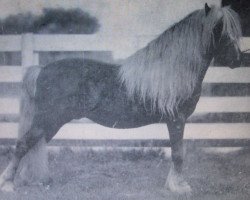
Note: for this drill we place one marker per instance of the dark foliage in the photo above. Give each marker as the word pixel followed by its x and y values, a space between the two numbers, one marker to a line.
pixel 51 21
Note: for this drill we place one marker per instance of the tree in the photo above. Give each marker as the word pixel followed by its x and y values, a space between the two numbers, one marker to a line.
pixel 51 21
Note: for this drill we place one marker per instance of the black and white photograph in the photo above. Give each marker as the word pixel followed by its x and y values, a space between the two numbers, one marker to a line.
pixel 124 99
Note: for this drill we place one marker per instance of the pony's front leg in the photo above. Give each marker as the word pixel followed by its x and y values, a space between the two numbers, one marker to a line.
pixel 175 181
pixel 8 175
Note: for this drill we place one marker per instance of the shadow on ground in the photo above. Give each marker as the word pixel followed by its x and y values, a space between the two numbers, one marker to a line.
pixel 137 175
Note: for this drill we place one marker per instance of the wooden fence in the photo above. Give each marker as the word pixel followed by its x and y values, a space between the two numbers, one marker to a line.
pixel 222 116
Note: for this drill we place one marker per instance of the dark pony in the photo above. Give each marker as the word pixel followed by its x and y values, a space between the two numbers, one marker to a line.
pixel 160 83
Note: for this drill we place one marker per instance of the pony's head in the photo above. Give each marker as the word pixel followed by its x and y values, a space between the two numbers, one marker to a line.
pixel 226 34
pixel 170 68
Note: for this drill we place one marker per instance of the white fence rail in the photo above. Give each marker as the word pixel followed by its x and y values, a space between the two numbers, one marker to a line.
pixel 231 105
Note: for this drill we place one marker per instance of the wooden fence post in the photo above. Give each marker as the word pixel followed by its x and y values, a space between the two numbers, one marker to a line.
pixel 27 45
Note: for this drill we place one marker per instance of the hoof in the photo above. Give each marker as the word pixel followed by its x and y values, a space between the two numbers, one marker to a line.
pixel 8 186
pixel 176 183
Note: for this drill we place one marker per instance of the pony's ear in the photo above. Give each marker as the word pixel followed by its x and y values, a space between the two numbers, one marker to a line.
pixel 225 3
pixel 207 9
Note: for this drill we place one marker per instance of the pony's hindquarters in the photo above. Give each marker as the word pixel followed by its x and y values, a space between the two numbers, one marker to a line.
pixel 33 167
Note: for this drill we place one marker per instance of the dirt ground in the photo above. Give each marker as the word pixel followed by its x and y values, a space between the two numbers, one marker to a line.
pixel 137 175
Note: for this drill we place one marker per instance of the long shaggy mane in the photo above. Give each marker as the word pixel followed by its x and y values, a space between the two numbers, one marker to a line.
pixel 167 70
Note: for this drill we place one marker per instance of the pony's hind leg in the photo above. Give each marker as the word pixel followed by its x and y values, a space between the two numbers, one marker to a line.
pixel 175 181
pixel 23 145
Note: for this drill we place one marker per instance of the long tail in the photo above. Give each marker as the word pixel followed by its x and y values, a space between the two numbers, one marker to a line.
pixel 34 166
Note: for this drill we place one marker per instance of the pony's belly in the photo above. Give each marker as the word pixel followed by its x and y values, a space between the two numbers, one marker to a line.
pixel 124 118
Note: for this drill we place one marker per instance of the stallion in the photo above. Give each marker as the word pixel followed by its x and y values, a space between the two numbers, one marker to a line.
pixel 160 83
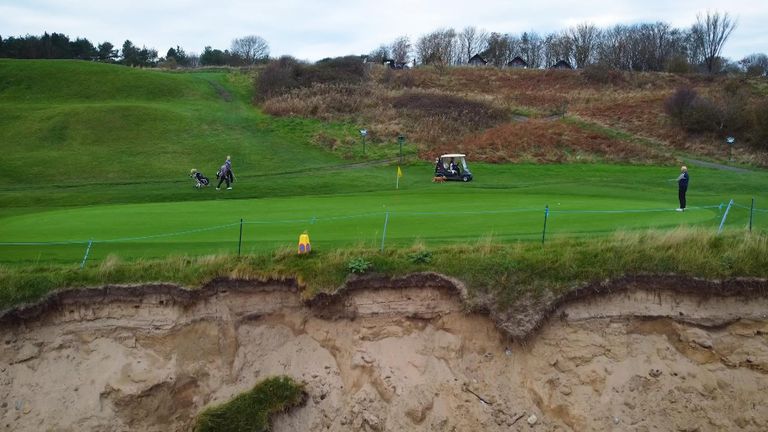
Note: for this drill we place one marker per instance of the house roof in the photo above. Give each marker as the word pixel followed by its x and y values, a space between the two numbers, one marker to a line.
pixel 477 57
pixel 517 60
pixel 562 64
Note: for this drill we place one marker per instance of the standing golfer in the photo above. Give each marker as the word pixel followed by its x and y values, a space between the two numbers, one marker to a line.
pixel 225 174
pixel 682 184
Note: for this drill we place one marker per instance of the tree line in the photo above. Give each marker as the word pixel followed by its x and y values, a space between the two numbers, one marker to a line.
pixel 634 47
pixel 247 50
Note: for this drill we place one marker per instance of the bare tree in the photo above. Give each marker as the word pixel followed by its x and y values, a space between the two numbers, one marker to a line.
pixel 755 64
pixel 614 46
pixel 437 48
pixel 380 54
pixel 531 49
pixel 710 34
pixel 401 49
pixel 472 41
pixel 584 39
pixel 500 49
pixel 558 46
pixel 251 49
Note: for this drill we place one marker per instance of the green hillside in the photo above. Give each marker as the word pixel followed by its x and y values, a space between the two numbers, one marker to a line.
pixel 75 123
pixel 103 152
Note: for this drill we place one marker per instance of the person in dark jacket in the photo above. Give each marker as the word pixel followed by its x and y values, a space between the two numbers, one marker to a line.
pixel 682 187
pixel 225 174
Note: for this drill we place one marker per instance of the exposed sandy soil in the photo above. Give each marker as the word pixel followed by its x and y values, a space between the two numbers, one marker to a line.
pixel 411 358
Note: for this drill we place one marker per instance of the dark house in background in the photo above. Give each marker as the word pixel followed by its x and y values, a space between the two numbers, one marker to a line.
pixel 518 62
pixel 561 64
pixel 477 60
pixel 395 65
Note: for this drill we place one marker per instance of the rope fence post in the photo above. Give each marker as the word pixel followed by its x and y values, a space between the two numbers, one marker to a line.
pixel 87 251
pixel 240 240
pixel 384 233
pixel 725 215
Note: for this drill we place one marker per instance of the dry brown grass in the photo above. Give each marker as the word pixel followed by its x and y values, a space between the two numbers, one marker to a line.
pixel 468 109
pixel 547 140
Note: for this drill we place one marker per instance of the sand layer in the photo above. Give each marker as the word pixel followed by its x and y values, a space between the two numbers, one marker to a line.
pixel 387 359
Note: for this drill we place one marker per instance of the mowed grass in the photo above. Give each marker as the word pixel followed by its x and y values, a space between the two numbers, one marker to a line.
pixel 342 209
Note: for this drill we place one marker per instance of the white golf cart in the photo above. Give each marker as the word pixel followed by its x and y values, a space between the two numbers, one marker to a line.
pixel 453 167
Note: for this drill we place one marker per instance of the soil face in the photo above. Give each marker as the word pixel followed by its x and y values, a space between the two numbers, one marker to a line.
pixel 389 359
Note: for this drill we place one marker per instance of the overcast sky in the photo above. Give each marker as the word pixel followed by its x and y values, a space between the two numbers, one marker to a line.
pixel 311 30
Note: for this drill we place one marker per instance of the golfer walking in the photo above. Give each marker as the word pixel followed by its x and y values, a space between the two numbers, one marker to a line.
pixel 225 174
pixel 682 186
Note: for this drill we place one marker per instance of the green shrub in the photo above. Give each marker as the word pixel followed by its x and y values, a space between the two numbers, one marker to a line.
pixel 359 265
pixel 251 411
pixel 421 257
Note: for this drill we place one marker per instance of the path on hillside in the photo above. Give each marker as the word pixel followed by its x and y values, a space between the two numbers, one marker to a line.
pixel 717 166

→ **Exercise**: Turn the records from the line with "the dark house" up to and including the line with "pixel 395 65" into a Markdown table with two columns, Row and Line. Put a row number under Row and the full line under Line, and skip any blank lines.

→ **Full output**:
| Row | Line |
|---|---|
| 1 | Note: for this drill we place one marker per instance of the dark house in background in the photo above. Give each marker as the word pixel followed by its x and y values, a space between the two numbers, one marker to a line. |
| 2 | pixel 518 62 |
| 3 | pixel 561 64 |
| 4 | pixel 477 60 |
| 5 | pixel 395 65 |